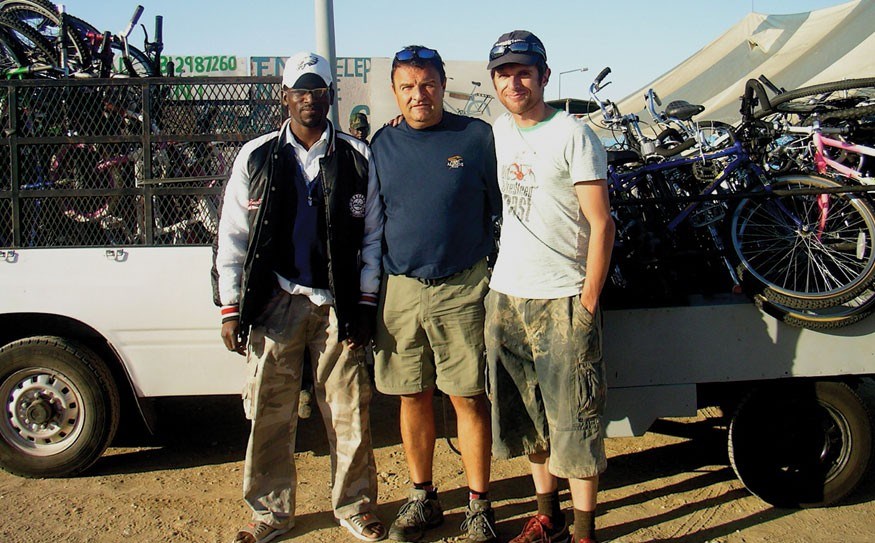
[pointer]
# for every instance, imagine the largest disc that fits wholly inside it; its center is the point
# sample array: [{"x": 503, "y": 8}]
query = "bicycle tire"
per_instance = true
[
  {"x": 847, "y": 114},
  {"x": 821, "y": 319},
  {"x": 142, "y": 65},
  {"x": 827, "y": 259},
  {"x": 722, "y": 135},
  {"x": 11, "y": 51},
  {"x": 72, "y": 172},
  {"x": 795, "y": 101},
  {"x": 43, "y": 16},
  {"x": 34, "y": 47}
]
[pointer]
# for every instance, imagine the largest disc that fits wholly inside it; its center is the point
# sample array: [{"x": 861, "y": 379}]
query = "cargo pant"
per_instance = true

※ ※ ※

» **THE TASK**
Reproduce all the rows above verbatim, leaving out the pictures.

» **WRITTEN RESPONSE**
[pointer]
# for every instance, imagine the largest disc that fits wholly inside it; its center is the point
# sample array: [{"x": 503, "y": 8}]
query = "bicycle tire"
per_instance = true
[
  {"x": 847, "y": 114},
  {"x": 821, "y": 319},
  {"x": 142, "y": 65},
  {"x": 827, "y": 259},
  {"x": 722, "y": 135},
  {"x": 11, "y": 51},
  {"x": 72, "y": 172},
  {"x": 795, "y": 101},
  {"x": 43, "y": 16},
  {"x": 34, "y": 47}
]
[pointer]
# for every instance, imagine the largest disc that fits wholly inside it; its center is the point
# sample array: [{"x": 861, "y": 379}]
query = "cargo pant"
per_instance = true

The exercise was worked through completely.